*** Data extracts Section Begins ***

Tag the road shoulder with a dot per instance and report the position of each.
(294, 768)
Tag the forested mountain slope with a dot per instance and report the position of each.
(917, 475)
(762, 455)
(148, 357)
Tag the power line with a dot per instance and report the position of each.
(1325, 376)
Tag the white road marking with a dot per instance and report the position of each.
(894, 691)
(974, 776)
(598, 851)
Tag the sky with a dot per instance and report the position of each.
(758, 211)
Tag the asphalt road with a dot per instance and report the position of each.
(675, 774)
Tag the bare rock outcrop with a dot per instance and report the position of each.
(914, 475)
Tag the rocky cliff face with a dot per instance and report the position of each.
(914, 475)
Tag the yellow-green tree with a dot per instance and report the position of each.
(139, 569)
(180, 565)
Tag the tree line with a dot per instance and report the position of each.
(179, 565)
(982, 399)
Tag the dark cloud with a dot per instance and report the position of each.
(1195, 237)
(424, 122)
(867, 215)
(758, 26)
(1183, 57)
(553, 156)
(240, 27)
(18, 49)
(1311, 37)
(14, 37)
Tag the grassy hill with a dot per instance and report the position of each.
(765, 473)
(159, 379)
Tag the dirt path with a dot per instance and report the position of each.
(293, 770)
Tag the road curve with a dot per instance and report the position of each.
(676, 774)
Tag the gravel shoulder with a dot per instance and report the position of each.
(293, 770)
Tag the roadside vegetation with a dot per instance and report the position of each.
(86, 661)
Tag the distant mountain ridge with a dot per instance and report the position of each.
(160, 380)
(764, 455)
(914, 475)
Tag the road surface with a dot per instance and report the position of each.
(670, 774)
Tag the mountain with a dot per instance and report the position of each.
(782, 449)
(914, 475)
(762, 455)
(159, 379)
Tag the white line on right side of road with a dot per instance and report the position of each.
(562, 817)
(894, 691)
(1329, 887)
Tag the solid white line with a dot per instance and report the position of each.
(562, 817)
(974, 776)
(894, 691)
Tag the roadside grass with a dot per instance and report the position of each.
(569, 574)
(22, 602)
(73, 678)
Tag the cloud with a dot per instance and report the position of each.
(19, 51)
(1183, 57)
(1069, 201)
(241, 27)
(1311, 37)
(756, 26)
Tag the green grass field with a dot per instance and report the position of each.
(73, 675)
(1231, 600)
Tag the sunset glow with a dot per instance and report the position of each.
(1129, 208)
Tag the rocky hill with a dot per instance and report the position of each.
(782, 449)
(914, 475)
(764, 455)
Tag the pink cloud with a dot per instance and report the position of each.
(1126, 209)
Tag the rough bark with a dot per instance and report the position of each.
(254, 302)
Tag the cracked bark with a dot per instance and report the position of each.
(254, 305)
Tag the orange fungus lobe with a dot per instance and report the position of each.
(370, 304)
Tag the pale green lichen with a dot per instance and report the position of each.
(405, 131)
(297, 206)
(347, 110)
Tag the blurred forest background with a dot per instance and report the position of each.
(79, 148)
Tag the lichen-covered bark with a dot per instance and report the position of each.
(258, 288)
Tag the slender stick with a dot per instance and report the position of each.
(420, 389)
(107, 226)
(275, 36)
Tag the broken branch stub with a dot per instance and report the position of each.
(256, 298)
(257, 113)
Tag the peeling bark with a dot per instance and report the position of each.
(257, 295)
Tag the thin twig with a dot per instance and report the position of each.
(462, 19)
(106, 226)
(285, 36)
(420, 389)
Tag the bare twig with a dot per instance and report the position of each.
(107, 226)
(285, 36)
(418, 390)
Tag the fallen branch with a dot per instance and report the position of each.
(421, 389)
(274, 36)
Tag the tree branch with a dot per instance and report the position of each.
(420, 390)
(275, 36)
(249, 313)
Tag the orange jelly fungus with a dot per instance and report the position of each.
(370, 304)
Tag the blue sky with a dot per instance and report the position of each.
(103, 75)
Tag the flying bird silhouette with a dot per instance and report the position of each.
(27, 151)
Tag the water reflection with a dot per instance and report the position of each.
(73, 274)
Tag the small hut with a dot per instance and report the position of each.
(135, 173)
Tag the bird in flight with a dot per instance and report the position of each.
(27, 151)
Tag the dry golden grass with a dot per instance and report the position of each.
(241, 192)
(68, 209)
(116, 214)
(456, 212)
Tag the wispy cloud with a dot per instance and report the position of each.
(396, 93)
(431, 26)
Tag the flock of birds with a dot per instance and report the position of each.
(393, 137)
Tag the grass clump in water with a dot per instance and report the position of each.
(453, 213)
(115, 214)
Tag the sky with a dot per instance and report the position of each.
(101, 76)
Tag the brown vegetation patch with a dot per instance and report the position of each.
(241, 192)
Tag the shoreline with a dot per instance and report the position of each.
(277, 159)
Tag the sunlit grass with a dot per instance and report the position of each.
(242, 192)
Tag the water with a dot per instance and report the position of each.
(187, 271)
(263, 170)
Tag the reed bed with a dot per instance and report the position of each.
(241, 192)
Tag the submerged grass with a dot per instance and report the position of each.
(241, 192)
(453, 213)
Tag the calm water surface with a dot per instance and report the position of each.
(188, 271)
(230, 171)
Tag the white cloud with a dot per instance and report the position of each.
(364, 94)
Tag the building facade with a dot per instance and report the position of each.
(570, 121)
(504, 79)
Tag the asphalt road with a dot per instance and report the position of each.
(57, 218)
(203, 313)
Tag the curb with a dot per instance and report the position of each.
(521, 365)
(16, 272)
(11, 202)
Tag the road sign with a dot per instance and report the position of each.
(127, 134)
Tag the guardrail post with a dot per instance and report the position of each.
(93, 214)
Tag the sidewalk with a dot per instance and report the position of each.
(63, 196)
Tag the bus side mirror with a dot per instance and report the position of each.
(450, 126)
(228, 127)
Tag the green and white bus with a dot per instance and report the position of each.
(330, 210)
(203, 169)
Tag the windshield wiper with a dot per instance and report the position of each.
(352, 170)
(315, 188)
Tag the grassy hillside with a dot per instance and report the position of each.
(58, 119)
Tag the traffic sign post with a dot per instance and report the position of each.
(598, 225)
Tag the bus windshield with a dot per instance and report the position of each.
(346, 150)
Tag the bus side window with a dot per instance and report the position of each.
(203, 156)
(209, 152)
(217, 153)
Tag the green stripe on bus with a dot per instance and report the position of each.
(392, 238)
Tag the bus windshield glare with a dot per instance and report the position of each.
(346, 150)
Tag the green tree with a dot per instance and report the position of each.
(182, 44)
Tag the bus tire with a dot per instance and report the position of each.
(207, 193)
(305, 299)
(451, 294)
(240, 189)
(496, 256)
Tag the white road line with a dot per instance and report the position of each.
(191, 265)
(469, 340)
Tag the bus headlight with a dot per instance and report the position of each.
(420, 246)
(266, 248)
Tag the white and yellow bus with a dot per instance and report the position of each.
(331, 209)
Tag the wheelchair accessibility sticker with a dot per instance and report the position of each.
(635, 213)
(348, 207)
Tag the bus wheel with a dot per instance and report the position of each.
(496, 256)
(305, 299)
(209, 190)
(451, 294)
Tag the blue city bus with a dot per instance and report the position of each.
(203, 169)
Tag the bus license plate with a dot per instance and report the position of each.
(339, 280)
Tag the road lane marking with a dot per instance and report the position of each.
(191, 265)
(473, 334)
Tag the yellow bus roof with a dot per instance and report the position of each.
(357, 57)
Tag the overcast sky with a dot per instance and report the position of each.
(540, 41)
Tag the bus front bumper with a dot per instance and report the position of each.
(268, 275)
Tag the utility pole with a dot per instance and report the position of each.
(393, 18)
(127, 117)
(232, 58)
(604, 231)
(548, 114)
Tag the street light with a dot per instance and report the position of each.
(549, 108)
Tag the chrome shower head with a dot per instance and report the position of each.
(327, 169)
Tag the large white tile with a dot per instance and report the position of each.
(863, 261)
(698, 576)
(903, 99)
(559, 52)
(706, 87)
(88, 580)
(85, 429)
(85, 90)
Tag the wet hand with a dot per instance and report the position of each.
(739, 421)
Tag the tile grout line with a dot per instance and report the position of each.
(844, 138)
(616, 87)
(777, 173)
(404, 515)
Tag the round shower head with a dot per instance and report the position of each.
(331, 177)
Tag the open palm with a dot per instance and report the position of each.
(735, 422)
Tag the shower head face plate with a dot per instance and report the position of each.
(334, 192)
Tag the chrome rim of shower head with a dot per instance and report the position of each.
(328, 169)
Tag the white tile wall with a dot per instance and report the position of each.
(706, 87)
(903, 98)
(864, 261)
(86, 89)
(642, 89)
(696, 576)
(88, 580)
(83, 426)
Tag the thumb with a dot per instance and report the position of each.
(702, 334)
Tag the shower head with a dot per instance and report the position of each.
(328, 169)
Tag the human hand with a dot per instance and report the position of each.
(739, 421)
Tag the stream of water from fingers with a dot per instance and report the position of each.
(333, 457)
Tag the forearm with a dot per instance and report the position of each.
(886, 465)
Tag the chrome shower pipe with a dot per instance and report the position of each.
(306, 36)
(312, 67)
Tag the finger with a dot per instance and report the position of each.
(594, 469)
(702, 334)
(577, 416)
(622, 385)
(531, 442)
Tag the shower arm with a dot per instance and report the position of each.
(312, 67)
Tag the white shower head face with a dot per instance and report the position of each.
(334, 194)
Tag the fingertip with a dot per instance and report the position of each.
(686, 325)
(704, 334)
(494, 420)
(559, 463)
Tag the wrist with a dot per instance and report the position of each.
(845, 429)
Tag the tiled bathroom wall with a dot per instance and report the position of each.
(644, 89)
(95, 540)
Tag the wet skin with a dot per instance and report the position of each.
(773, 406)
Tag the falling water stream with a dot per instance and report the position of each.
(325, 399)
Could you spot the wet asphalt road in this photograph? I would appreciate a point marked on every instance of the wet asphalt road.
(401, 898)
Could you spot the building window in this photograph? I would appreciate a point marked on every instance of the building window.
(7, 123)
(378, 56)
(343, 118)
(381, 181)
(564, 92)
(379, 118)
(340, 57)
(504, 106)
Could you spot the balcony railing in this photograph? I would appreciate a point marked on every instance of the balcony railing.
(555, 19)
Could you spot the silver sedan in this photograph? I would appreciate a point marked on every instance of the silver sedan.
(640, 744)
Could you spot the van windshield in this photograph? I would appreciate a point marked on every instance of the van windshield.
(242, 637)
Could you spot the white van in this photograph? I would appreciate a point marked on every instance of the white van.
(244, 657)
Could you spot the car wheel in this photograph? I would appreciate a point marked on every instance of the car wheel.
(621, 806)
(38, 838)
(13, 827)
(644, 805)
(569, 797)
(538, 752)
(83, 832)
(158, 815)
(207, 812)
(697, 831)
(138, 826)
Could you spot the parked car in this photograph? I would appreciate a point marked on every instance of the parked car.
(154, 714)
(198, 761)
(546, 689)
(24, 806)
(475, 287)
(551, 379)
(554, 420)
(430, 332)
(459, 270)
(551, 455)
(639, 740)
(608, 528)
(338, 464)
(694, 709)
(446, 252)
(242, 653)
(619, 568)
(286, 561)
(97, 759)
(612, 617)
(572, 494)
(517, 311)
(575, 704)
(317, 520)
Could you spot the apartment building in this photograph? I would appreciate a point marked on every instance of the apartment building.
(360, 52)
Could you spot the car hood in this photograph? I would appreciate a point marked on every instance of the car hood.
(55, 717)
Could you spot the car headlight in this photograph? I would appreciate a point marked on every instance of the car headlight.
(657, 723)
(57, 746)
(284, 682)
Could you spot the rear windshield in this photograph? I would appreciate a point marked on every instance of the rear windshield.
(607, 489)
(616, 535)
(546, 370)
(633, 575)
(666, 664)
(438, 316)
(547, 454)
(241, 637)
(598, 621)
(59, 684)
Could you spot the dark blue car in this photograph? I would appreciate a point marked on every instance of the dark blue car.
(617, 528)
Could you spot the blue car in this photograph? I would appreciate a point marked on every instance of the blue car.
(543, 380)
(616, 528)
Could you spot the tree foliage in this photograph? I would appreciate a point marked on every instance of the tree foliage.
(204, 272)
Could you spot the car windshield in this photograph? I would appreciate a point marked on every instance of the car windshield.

*** Data extracts Section Ends ***

Exercise description:
All lines from the one that contains "Could you spot the blue" through the end of the listing above should be copied exactly, with nothing else.

Answer box:
Could you spot the blue car in this photograph? I would appreciate a point marked on every instance of the blue car.
(543, 380)
(616, 528)
Could you spot the tree foliage in this photograph? I would appreciate a point marked on every instance of the tree foliage.
(204, 272)
Could you spot the car windshield in this photograph? I would appreciate a point marked on every instance of the car windshield.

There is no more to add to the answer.